All new and cable is directly onto the carb slide.
Years back I had the same problem on a SL125 I'd converted to a trials bike for a mate. Corrected by checking and adjusting ignition timing - and freeing the sticky
centrifugal advance mechanism. Hesitation was slow ignition advance. Got a timing light ?
Yep I have a timing light and hooked it all up to check it and dropped it breaking the flash tube. I didn't want to just "buy" another timing light as I always try and fix but you guessed it, I can buy a new timing light cheaper than I can buy a new flash tube!….
Ignition advance mechanism is new and quite free. So do you think it might be too retarded?
Grumph
20th September 2023, 08:13
Ignition is one possibility. Have you richened it up on the airscrew ?
Laava
20th September 2023, 15:54
Yep adjusting the airscrew makes little difference. I am back to endlessly faffinfg about with the float bowl trying to stop it leaking. The chineses carb gasket turns the petrol in the bowl a horrible brown colour so I waiting for nzpost to drop my new one in the mailbox. The float is set to 24mm as per the handbook and although that is where it runs best, it seems to just end up leaking and fucking the paint on the crankcases. Another thing to fix. I am going to try going to 24.5 mm to see if that makes it better. My mate who worked at forbes and davies all those years ago reckons the needle valve spring seems weak although new so we shall see. I have had to replace the brand new fuel tap I brought with a brand new fuel tap to stop it seeping, contributing to the endless overflowing dramas.
pete376403
21st September 2023, 08:40
All new and cable is directly onto the carb slide.

--------------------

▶ **Given instruction**:
Can you write out, word for word, the stretch of the carburetor forum thread from "Ignition advance mechanism" through "the airscrew ?"?

▶ **Supplied data**:
--------------------

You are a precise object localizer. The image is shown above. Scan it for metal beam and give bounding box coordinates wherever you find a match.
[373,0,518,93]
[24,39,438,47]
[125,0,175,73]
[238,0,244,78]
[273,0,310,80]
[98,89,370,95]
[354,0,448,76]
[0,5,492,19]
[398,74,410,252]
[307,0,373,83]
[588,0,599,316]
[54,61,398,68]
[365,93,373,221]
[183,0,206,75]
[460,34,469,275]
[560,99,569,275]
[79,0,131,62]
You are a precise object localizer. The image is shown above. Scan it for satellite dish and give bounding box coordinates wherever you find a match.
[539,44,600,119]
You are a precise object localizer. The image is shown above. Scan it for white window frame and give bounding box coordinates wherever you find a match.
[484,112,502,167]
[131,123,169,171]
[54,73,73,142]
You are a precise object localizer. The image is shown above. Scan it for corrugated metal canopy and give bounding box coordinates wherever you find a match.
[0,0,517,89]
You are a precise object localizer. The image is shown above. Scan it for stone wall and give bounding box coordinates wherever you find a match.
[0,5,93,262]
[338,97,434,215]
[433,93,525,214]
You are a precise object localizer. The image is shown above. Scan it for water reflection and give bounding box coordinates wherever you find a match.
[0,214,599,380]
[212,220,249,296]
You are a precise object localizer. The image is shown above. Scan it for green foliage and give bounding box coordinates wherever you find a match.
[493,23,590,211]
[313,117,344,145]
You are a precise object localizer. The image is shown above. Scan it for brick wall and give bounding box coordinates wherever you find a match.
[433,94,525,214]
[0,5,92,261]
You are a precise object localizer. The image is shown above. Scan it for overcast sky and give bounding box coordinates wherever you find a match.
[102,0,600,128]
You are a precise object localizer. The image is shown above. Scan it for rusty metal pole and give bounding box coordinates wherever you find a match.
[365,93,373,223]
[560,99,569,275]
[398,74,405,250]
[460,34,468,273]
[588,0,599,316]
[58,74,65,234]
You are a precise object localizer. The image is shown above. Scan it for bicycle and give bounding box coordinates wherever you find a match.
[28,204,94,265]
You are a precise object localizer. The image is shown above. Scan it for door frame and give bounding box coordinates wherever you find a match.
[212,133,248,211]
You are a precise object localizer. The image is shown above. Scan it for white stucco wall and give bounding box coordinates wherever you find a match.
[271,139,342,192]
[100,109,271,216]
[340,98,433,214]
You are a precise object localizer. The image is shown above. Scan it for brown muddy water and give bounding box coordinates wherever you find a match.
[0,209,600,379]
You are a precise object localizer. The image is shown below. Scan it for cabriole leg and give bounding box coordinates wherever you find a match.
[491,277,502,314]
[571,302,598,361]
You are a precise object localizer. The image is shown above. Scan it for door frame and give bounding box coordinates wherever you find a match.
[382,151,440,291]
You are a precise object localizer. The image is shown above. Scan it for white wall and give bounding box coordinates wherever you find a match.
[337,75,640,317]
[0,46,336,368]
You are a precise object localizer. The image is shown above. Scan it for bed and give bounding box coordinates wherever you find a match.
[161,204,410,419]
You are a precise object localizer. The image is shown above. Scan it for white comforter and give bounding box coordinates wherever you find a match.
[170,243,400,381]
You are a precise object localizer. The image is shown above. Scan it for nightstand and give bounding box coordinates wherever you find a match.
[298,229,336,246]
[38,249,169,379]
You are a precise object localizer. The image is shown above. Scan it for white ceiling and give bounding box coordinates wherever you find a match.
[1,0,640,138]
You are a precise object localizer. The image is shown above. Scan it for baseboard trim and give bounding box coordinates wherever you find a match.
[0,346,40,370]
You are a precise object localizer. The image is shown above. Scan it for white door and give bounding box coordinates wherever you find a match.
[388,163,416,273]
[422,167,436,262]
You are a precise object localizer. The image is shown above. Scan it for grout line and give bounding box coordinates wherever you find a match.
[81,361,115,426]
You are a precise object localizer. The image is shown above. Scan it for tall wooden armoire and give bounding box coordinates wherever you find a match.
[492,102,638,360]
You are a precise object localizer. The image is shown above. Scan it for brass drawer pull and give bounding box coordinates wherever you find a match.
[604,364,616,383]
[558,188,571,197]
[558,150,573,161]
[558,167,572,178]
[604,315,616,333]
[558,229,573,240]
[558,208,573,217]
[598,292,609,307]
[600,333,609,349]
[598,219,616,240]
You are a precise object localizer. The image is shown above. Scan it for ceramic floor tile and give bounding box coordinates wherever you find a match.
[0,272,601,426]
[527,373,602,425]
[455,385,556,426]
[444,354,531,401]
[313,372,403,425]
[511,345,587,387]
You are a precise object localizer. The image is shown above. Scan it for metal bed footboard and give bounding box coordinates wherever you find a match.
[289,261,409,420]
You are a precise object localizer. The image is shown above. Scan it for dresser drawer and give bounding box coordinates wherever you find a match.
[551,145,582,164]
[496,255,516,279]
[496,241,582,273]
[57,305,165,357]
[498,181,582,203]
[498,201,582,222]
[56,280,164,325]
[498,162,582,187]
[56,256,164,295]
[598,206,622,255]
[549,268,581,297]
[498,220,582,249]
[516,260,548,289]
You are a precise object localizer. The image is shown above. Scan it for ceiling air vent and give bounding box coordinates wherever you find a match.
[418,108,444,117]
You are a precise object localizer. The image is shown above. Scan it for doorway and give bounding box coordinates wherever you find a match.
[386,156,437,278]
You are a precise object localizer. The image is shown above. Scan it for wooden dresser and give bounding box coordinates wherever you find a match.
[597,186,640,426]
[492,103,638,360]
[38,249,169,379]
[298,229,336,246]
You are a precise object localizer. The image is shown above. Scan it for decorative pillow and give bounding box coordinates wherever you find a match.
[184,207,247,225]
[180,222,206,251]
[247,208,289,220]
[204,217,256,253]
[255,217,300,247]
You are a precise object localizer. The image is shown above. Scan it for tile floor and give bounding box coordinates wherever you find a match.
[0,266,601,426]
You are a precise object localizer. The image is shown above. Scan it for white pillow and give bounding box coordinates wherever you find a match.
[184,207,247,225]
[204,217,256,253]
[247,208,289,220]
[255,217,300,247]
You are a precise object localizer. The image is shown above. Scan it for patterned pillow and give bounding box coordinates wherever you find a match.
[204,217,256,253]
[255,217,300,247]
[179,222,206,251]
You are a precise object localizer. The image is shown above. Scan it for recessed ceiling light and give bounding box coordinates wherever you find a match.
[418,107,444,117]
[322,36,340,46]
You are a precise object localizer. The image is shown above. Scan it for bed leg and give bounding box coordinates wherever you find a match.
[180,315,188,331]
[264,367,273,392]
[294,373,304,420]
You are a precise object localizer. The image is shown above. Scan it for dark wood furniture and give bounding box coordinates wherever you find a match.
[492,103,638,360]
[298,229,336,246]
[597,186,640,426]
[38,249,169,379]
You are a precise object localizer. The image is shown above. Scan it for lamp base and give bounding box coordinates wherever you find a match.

--------------------

▶ **Right answer**:
Ignition advance mechanism is new and quite free. So do you think it might be too retarded?
Grumph
20th September 2023, 08:13
Ignition is one possibility. Have you richened it up on the airscrew ?